Reproduce each of the items below line for line, with no changes to wording, numbers, or order.

■ **Record excerpts**
• • • • •

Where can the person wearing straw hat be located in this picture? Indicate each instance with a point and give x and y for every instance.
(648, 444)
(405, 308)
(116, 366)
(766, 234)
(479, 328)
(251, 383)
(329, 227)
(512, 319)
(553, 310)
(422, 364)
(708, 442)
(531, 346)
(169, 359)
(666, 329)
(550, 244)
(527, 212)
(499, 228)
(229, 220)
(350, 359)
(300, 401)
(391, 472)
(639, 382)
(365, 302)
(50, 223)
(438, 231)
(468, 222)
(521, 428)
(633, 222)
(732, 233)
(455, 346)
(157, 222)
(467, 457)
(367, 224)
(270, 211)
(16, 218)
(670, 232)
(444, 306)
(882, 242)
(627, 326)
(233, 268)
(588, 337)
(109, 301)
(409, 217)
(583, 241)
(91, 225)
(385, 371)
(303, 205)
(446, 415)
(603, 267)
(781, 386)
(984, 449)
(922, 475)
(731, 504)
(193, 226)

• • • • •

■ **Finished answer**
Where can the person wearing straw hat be located in this picture? Indicate each instance with a point and give x and y for every instance.
(648, 444)
(405, 308)
(116, 366)
(766, 234)
(479, 328)
(251, 383)
(329, 227)
(512, 319)
(553, 310)
(422, 364)
(708, 442)
(531, 346)
(169, 359)
(666, 329)
(550, 244)
(527, 212)
(499, 228)
(229, 220)
(350, 359)
(300, 401)
(391, 472)
(639, 382)
(365, 302)
(50, 223)
(438, 231)
(468, 222)
(521, 428)
(633, 222)
(732, 233)
(455, 346)
(157, 222)
(467, 457)
(367, 224)
(270, 211)
(16, 218)
(670, 232)
(444, 306)
(882, 242)
(627, 326)
(233, 268)
(588, 337)
(109, 301)
(409, 217)
(583, 241)
(91, 225)
(385, 371)
(303, 205)
(446, 415)
(603, 267)
(781, 386)
(984, 449)
(922, 475)
(731, 504)
(193, 226)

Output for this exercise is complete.